_Task goal:_
Take every line from the data that has the word "below" in it.
* * *
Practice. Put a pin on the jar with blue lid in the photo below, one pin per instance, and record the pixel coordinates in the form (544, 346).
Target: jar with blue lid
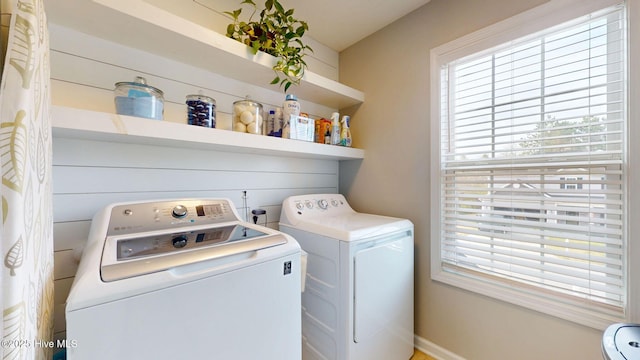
(201, 110)
(136, 98)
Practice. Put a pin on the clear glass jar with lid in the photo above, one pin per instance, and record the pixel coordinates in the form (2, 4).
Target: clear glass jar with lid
(136, 98)
(247, 117)
(201, 110)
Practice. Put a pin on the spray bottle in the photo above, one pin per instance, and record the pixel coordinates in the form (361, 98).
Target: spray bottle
(335, 129)
(345, 135)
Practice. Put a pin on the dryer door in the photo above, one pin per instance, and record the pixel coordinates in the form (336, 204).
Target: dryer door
(383, 285)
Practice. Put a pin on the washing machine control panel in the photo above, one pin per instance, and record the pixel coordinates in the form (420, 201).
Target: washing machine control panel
(151, 216)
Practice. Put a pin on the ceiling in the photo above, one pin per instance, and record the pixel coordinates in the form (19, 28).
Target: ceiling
(339, 24)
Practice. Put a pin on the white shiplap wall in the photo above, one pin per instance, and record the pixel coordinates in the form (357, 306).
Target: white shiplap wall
(88, 175)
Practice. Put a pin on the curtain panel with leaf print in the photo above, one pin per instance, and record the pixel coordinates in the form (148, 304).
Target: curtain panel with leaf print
(26, 230)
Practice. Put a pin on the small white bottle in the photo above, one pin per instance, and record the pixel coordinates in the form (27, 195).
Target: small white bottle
(345, 134)
(335, 129)
(291, 107)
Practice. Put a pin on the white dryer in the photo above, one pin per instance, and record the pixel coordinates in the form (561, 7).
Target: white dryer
(358, 299)
(184, 279)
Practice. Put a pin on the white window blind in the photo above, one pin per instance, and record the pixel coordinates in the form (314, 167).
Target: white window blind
(532, 190)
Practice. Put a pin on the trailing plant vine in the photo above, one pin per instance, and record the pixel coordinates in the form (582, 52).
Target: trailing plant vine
(277, 33)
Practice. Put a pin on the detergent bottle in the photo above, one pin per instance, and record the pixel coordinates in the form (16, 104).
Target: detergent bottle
(335, 129)
(345, 134)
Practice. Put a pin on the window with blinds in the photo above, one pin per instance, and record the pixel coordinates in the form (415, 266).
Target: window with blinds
(532, 151)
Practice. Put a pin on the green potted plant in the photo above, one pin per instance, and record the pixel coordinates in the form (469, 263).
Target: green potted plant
(277, 33)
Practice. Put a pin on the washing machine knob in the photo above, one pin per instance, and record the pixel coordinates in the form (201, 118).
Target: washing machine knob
(179, 211)
(179, 241)
(324, 204)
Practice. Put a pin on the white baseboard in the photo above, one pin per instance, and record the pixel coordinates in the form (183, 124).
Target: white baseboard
(434, 350)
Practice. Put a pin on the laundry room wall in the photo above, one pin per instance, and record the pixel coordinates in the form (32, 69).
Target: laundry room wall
(453, 323)
(89, 174)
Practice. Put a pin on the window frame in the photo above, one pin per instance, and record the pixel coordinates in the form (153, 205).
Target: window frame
(529, 22)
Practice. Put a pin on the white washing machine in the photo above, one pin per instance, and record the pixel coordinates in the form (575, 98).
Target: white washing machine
(358, 299)
(184, 279)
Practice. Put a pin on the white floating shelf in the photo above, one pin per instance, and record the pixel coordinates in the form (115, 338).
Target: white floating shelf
(143, 26)
(92, 125)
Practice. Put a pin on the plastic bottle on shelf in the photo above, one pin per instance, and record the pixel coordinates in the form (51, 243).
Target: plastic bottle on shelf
(335, 129)
(345, 134)
(291, 107)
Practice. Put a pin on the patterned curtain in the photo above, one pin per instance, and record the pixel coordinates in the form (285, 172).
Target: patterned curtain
(26, 230)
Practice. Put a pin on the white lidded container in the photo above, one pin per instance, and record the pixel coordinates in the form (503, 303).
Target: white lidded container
(136, 98)
(247, 117)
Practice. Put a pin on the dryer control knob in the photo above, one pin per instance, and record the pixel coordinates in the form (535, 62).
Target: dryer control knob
(179, 241)
(179, 211)
(324, 204)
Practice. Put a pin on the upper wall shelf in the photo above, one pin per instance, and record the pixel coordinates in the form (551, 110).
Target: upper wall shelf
(92, 125)
(140, 25)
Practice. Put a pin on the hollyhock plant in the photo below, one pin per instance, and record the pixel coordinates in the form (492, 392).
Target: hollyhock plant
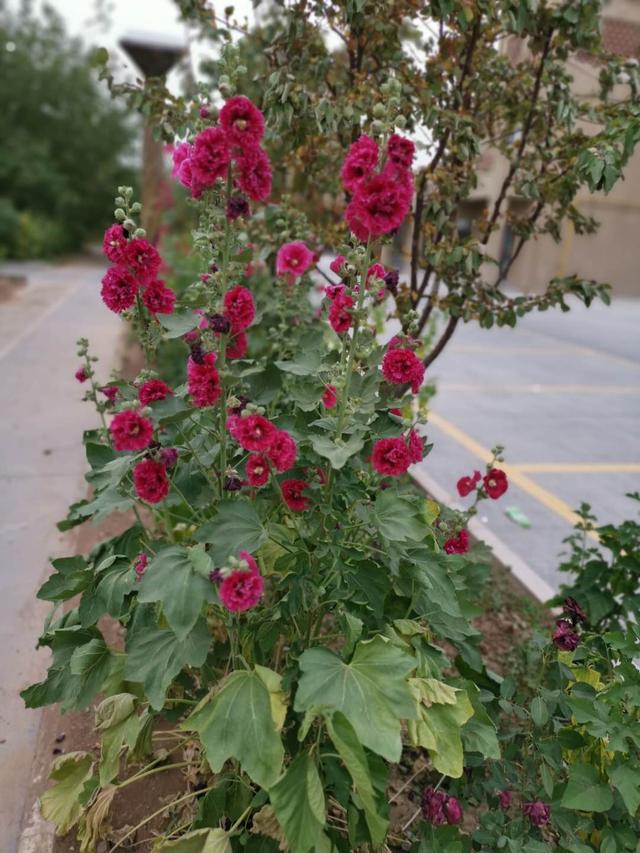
(282, 451)
(495, 483)
(203, 381)
(390, 457)
(458, 544)
(294, 259)
(361, 160)
(538, 812)
(119, 289)
(402, 366)
(293, 494)
(239, 308)
(466, 485)
(152, 390)
(330, 397)
(242, 122)
(257, 469)
(158, 298)
(150, 481)
(114, 243)
(131, 431)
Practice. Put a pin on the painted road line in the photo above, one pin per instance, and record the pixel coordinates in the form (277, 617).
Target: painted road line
(535, 388)
(543, 496)
(577, 467)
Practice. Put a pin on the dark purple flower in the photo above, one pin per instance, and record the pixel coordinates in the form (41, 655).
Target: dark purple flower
(237, 206)
(564, 637)
(574, 611)
(537, 812)
(433, 803)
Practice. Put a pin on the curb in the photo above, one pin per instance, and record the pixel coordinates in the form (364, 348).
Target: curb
(524, 574)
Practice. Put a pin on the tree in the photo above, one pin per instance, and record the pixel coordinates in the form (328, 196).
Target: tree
(321, 69)
(62, 141)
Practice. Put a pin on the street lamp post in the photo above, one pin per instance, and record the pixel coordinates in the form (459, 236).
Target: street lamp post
(155, 56)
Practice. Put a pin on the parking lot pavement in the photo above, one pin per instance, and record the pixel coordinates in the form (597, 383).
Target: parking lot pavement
(561, 392)
(41, 472)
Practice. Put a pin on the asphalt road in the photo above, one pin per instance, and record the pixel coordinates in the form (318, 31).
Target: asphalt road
(41, 472)
(562, 393)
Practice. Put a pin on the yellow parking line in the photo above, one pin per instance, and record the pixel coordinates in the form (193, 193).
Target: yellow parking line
(578, 467)
(543, 496)
(535, 388)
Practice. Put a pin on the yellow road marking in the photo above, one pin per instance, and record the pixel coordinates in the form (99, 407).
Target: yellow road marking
(535, 388)
(543, 496)
(578, 467)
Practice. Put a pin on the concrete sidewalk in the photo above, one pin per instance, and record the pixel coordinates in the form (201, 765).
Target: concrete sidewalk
(41, 471)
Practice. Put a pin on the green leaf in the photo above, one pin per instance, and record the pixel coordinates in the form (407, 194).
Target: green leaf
(298, 801)
(397, 519)
(62, 803)
(236, 527)
(439, 725)
(371, 691)
(179, 323)
(237, 722)
(350, 749)
(337, 453)
(172, 579)
(91, 663)
(585, 792)
(156, 656)
(627, 780)
(199, 841)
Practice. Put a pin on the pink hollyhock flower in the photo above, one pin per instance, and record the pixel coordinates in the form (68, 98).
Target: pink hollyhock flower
(119, 289)
(415, 443)
(466, 485)
(293, 494)
(240, 590)
(254, 174)
(332, 291)
(564, 637)
(361, 160)
(115, 243)
(330, 396)
(379, 206)
(110, 392)
(294, 258)
(140, 564)
(458, 544)
(158, 298)
(210, 157)
(453, 810)
(242, 122)
(433, 803)
(283, 451)
(390, 456)
(495, 483)
(238, 345)
(505, 800)
(538, 813)
(254, 432)
(401, 151)
(131, 431)
(340, 318)
(401, 366)
(203, 381)
(239, 308)
(150, 481)
(152, 390)
(143, 259)
(257, 469)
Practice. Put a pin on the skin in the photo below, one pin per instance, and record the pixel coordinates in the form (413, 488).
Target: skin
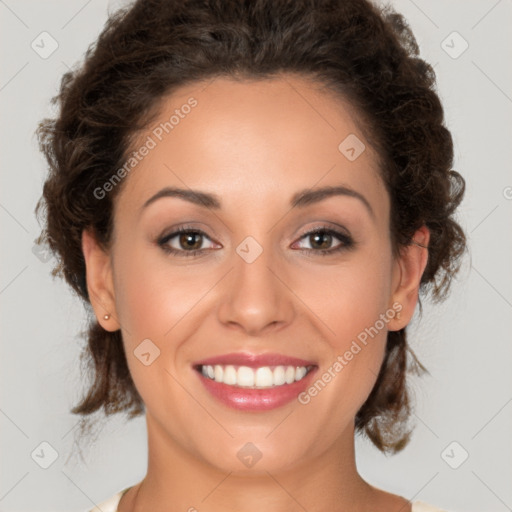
(254, 144)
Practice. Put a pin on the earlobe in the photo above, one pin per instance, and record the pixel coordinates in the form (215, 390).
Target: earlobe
(99, 281)
(409, 268)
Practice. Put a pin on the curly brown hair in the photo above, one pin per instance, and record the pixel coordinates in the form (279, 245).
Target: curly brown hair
(364, 53)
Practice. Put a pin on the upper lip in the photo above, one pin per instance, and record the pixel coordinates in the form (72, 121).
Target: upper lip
(254, 360)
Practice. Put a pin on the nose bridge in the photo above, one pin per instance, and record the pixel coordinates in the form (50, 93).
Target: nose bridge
(255, 297)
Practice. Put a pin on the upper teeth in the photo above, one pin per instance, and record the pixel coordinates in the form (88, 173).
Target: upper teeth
(262, 377)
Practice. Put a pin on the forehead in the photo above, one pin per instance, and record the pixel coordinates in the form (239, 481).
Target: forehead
(254, 143)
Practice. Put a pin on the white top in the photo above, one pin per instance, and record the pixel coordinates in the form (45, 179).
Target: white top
(111, 504)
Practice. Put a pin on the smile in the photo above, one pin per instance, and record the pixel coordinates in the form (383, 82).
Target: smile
(254, 378)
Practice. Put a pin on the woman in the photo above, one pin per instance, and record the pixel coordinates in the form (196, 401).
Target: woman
(250, 196)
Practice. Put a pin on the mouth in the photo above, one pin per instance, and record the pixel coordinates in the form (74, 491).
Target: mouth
(261, 377)
(255, 382)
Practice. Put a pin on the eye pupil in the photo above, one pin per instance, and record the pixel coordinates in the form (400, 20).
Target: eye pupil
(185, 238)
(325, 236)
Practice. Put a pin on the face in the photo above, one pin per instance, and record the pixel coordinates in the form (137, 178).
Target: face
(266, 266)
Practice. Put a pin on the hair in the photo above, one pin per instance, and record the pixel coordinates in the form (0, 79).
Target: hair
(363, 53)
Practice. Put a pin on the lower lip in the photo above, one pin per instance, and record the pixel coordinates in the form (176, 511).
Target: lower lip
(256, 399)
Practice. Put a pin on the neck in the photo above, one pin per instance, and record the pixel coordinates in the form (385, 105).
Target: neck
(179, 479)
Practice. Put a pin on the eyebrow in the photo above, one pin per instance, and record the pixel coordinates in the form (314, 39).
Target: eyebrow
(300, 199)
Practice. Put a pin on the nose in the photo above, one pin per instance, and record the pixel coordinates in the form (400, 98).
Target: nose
(256, 297)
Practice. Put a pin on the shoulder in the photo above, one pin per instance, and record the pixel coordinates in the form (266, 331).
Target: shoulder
(420, 506)
(109, 505)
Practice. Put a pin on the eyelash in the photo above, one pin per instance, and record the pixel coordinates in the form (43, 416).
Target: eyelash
(347, 242)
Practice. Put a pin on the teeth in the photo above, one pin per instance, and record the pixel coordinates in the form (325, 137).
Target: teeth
(246, 377)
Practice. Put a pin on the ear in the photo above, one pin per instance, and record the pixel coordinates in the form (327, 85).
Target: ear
(100, 285)
(407, 271)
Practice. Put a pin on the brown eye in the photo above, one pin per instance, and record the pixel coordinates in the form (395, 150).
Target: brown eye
(188, 242)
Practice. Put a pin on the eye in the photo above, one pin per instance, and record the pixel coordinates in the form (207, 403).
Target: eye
(320, 240)
(189, 242)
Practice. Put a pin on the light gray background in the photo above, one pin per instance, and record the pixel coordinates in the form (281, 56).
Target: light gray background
(464, 342)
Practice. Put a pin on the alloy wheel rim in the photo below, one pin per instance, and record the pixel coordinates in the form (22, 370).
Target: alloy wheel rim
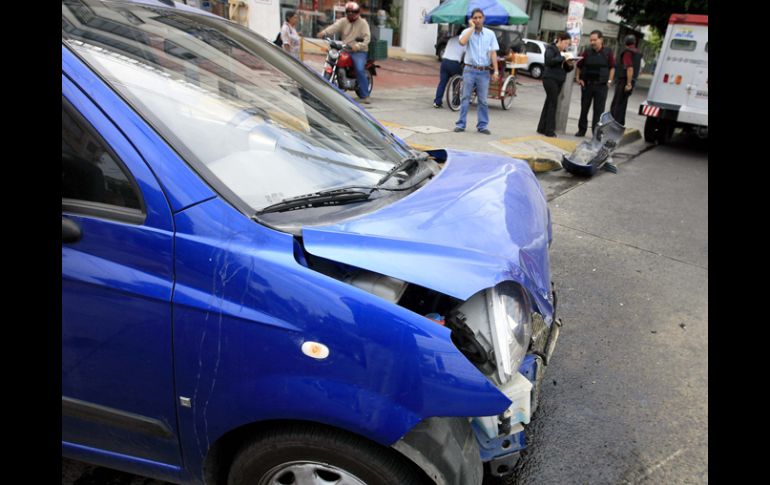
* * *
_Answer:_
Practice. Put a pin on the jar with blue lid in the photo below, one pin per instance, and record the pixel coordinates in the form (544, 346).
Practice. Put a pin on the hollyhock plant in the photo below, one pin per instance, and record the pixel coordinates in the form (492, 392).
Practice. Put a pin on the skin in the photo below, one pin per instance, and record the pixel coordinates in the form (413, 488).
Practice. Put a pin on the alloy wheel rim in the photo below, one pin per instance, and record the pixel coordinates in the form (22, 370).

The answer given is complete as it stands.